(Stored data)
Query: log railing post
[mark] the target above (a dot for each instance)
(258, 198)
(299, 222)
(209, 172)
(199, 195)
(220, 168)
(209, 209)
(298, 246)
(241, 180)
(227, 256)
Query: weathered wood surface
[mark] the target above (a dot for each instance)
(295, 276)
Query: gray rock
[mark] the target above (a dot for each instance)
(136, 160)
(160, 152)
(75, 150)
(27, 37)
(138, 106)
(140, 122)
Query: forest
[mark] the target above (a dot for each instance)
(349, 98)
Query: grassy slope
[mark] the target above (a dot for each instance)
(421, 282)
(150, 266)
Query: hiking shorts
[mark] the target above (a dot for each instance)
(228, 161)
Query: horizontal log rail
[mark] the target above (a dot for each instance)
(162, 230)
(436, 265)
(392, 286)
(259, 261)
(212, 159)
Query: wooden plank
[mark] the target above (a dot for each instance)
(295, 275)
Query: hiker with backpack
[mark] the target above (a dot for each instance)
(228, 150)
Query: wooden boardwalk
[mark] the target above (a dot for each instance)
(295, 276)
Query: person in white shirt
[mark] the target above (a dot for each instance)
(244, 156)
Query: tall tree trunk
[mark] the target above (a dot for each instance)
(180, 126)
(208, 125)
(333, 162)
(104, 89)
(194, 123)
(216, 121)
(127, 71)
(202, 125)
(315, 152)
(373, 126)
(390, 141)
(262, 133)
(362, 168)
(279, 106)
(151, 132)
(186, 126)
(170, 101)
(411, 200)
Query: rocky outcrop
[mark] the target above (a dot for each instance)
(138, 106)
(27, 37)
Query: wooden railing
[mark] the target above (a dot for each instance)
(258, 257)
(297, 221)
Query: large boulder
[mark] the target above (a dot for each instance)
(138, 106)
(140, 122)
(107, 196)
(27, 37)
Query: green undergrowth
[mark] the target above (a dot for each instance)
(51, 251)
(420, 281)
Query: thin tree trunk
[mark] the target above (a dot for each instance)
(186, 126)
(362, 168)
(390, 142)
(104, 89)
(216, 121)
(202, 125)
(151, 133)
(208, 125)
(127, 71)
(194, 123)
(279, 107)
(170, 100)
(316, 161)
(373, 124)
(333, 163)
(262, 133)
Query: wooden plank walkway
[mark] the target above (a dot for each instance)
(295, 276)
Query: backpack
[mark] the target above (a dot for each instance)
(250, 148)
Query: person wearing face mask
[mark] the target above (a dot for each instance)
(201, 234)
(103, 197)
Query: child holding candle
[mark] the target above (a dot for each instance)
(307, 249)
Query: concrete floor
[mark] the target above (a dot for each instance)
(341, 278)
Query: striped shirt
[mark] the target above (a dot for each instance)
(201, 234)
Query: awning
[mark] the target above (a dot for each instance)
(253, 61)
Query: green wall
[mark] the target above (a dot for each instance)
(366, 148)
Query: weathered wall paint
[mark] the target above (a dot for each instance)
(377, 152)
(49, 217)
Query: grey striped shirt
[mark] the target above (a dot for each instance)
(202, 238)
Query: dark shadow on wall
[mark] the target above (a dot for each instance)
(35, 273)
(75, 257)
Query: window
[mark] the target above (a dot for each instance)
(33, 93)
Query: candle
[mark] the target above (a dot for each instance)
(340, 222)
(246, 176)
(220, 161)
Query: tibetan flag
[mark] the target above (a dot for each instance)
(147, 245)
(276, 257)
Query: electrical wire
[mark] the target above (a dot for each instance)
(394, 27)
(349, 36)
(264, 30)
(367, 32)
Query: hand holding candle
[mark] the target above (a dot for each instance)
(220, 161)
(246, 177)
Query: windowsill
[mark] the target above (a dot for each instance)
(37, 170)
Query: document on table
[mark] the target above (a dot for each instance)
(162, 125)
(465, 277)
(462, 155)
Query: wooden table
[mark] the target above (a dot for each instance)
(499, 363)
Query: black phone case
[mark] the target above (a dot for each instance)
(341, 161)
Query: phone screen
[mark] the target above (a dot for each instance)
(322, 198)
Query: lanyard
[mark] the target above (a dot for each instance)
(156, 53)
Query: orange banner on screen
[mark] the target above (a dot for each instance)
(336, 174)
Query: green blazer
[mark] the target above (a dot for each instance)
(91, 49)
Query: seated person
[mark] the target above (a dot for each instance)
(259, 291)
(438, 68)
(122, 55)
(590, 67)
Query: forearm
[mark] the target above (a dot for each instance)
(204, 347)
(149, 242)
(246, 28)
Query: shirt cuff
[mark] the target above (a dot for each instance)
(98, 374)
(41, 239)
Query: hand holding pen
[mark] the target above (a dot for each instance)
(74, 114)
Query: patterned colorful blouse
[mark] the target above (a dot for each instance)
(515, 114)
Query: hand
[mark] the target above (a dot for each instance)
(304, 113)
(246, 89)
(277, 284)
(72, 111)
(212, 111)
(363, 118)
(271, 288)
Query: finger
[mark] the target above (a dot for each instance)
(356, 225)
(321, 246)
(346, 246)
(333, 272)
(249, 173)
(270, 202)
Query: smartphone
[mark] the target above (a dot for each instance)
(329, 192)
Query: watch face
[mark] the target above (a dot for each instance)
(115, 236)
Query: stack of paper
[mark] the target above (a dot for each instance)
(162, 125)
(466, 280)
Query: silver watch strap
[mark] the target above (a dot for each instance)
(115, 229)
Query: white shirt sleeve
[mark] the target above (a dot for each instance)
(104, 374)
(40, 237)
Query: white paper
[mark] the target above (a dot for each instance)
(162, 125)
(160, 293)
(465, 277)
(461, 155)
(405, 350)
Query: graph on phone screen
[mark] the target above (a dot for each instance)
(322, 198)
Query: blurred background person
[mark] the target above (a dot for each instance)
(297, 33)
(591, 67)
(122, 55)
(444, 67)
(End Stored data)
(Stored data)
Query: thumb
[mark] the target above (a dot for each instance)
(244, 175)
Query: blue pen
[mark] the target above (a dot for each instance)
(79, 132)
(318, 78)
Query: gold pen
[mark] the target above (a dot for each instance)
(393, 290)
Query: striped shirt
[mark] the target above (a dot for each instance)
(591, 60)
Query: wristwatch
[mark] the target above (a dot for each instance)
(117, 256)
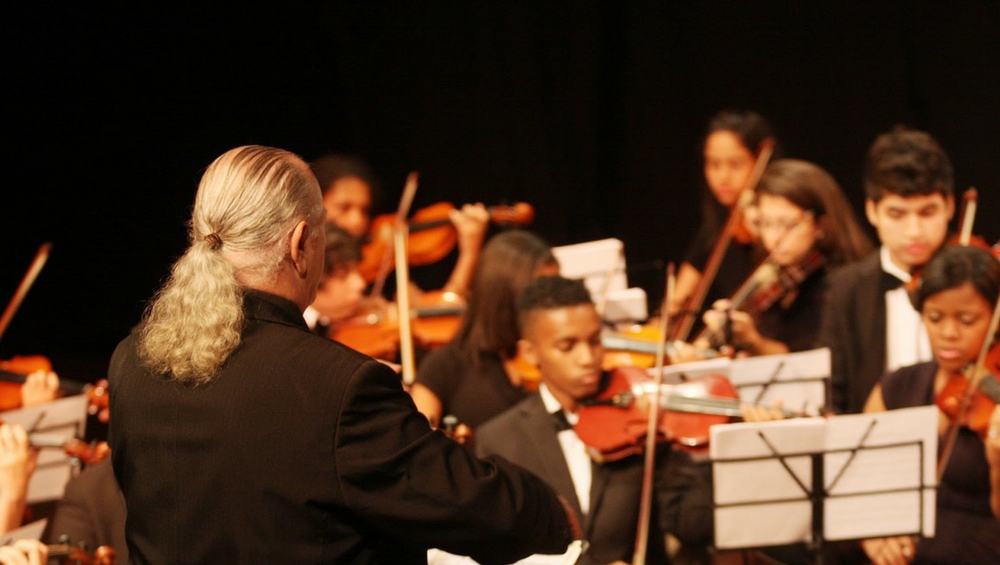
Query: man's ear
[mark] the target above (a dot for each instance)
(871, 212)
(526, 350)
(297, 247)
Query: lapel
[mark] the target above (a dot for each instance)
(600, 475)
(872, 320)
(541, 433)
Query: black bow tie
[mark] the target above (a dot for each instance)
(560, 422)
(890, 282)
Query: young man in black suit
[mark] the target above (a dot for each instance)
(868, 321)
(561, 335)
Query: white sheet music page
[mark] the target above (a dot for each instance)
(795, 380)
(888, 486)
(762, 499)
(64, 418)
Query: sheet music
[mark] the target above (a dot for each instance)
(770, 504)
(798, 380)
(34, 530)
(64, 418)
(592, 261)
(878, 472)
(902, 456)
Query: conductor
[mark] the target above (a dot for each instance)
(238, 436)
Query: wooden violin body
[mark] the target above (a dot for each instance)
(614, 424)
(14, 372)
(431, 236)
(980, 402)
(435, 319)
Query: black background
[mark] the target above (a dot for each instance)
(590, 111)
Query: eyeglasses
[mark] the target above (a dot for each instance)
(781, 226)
(End Stored data)
*What the task requires*
Looking back over the data above, restate word for word the lines that begin at the line with "Query: log railing post" and end at the line with "Query: horizontal log rail", inclusive.

*Answer space*
Query: log railing post
[mark] the target above (a dot for each instance)
(258, 198)
(299, 222)
(209, 172)
(199, 195)
(220, 168)
(209, 209)
(298, 246)
(241, 180)
(227, 256)
Query: weathered wood surface
[mark] the target above (a dot for each instance)
(295, 276)
Query: gray rock
[mark] the target above (a dot for each instance)
(136, 160)
(160, 152)
(75, 150)
(27, 37)
(138, 106)
(140, 122)
Query: forest
[mark] the target above (a dot for each instance)
(349, 98)
Query: grassy slope
[mark] the target above (a dot for each instance)
(421, 282)
(150, 266)
Query: hiking shorts
[mark] the target above (a dot for each instance)
(228, 161)
Query: horizontal log rail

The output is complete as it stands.